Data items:
※ ※ ※

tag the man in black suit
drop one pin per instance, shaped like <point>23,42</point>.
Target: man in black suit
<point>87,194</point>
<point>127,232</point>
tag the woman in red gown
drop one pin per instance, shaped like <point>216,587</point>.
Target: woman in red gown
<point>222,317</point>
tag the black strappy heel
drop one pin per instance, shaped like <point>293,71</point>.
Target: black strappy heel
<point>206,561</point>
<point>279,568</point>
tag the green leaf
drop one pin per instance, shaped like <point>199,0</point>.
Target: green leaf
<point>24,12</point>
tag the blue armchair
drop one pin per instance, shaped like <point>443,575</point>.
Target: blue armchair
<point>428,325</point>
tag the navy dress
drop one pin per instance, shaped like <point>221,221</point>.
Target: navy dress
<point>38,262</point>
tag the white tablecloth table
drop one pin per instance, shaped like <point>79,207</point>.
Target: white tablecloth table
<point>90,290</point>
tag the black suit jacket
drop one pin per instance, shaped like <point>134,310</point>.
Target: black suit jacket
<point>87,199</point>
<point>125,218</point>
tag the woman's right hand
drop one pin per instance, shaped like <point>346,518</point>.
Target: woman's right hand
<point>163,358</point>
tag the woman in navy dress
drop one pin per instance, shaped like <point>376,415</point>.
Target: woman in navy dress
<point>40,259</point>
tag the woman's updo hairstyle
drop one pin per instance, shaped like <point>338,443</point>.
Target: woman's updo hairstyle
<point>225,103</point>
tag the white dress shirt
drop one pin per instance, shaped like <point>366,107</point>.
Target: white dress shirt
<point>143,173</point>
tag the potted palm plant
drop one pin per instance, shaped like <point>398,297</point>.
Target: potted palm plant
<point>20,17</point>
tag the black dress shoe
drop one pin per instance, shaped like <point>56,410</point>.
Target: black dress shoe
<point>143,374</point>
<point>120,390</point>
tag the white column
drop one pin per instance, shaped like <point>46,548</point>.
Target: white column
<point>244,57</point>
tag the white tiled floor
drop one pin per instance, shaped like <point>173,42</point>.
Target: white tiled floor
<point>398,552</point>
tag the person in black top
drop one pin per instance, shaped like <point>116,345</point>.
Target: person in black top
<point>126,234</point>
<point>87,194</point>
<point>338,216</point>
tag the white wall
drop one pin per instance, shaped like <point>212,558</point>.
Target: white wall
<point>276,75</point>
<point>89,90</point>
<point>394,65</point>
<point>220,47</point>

※ ※ ※

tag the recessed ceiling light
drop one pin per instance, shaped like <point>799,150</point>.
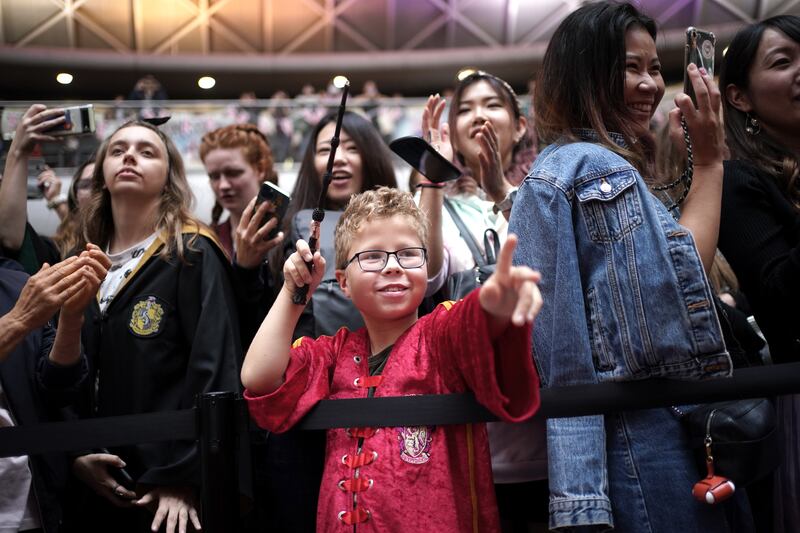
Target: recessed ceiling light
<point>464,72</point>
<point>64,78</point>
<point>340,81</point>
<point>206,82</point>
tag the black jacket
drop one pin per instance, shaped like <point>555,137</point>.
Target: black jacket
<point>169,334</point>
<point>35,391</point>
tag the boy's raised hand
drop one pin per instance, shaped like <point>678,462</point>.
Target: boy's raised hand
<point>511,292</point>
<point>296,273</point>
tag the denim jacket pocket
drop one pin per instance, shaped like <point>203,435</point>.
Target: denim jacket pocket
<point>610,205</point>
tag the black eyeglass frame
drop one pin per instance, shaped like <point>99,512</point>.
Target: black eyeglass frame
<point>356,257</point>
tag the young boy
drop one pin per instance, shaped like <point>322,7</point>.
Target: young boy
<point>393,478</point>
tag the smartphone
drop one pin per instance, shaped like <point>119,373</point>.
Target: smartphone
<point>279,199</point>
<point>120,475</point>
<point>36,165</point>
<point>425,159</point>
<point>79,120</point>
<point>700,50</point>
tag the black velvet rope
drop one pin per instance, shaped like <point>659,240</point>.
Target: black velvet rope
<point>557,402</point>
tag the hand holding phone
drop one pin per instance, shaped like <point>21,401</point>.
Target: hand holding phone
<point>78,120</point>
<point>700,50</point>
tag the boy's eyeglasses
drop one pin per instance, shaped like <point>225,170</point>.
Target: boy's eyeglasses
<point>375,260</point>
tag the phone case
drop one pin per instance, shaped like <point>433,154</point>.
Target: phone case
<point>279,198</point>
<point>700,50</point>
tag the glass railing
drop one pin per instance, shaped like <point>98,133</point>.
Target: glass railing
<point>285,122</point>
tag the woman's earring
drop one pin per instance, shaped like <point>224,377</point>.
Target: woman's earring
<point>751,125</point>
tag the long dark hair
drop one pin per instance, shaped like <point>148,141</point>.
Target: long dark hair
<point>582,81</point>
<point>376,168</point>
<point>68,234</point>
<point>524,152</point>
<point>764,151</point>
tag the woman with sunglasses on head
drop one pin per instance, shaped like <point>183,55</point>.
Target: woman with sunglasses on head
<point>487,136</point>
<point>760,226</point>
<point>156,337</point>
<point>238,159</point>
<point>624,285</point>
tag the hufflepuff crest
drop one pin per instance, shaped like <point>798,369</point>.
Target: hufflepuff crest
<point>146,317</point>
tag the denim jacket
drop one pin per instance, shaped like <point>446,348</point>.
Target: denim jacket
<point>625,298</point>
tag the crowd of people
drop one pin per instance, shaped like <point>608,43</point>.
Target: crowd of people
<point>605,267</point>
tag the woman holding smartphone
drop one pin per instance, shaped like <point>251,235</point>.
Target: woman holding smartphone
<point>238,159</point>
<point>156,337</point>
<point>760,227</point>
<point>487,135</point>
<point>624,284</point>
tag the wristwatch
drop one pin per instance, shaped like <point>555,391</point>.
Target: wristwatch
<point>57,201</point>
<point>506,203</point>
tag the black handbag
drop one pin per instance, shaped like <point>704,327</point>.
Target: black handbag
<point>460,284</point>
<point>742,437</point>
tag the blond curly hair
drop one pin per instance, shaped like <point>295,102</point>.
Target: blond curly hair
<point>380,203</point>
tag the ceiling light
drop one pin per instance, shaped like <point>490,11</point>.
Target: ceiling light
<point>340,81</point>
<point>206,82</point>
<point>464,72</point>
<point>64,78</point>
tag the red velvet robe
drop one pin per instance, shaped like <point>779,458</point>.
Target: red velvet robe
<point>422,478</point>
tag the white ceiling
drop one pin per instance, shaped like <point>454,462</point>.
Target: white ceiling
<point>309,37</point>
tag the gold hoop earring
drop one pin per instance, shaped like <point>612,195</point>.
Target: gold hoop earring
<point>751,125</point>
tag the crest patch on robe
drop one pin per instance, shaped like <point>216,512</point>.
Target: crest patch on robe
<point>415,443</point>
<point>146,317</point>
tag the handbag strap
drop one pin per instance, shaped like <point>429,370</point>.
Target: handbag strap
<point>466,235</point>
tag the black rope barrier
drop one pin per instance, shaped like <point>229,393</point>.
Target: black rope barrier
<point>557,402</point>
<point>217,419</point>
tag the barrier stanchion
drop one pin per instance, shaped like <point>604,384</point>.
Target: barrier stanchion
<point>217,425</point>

※ ※ ※

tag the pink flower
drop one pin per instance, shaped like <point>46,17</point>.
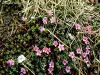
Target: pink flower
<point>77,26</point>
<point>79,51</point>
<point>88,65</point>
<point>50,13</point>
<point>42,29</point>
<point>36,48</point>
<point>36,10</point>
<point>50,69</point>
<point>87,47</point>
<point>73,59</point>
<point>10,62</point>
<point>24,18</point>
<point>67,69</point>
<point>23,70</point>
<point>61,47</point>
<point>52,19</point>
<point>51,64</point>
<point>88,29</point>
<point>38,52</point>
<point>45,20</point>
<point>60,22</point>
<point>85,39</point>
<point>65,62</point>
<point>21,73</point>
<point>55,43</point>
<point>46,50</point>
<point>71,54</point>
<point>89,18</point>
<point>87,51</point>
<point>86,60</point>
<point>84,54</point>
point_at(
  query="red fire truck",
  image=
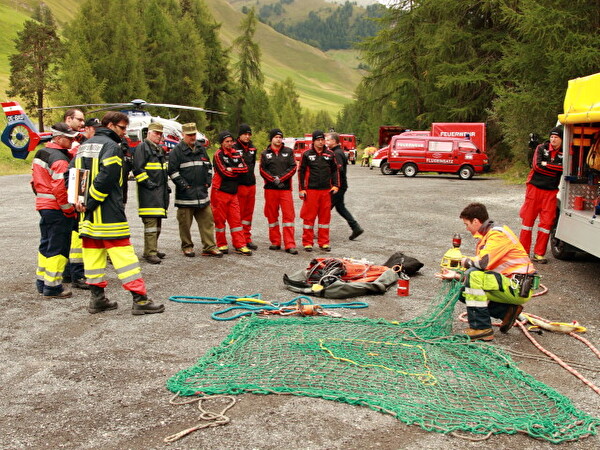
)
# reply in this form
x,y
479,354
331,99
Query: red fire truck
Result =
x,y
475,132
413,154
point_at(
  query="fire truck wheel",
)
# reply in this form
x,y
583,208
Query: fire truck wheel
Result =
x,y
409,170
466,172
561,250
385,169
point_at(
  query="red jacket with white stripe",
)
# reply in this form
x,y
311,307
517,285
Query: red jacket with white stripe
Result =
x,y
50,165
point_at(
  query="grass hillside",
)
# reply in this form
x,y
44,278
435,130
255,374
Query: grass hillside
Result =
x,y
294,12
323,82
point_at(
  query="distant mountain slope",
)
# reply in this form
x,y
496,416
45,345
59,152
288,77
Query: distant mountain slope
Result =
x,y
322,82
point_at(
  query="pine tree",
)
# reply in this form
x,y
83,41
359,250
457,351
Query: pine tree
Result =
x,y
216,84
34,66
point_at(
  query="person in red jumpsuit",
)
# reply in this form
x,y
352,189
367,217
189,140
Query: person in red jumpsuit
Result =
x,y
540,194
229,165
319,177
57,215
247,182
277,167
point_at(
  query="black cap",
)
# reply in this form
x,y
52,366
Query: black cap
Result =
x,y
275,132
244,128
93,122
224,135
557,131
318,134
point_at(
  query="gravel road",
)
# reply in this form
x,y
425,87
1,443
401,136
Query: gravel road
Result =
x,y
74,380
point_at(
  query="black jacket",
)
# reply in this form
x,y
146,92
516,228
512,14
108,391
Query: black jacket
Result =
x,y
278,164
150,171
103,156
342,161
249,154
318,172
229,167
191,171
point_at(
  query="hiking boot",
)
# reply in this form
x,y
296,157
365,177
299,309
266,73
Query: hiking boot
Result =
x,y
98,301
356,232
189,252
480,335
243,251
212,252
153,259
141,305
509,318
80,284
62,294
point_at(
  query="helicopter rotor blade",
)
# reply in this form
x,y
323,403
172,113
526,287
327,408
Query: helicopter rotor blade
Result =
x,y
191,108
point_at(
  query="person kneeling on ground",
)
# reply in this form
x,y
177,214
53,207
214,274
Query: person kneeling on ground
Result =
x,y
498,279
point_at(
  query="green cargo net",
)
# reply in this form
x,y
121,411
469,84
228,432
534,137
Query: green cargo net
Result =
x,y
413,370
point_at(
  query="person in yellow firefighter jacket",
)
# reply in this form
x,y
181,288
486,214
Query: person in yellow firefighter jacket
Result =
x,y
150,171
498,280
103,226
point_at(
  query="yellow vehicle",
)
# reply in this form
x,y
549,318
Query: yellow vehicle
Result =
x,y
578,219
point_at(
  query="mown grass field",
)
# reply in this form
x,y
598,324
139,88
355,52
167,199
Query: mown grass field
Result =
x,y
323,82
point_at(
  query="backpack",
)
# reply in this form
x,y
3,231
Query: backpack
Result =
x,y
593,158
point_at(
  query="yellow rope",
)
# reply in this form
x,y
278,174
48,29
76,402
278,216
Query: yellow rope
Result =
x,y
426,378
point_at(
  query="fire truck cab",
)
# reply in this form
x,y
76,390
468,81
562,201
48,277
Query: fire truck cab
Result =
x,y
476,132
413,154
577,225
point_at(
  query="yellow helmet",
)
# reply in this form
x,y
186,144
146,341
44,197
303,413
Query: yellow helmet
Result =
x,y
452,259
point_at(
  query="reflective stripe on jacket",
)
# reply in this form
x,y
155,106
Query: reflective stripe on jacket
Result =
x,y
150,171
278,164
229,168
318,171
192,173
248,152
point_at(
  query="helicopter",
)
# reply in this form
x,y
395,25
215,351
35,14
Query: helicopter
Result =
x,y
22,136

※ ※ ※

PROBLEM TO WORK ON: Among the records above, count the lines that include the word "hiking" and state the number by itself.

TASK OUTPUT: 2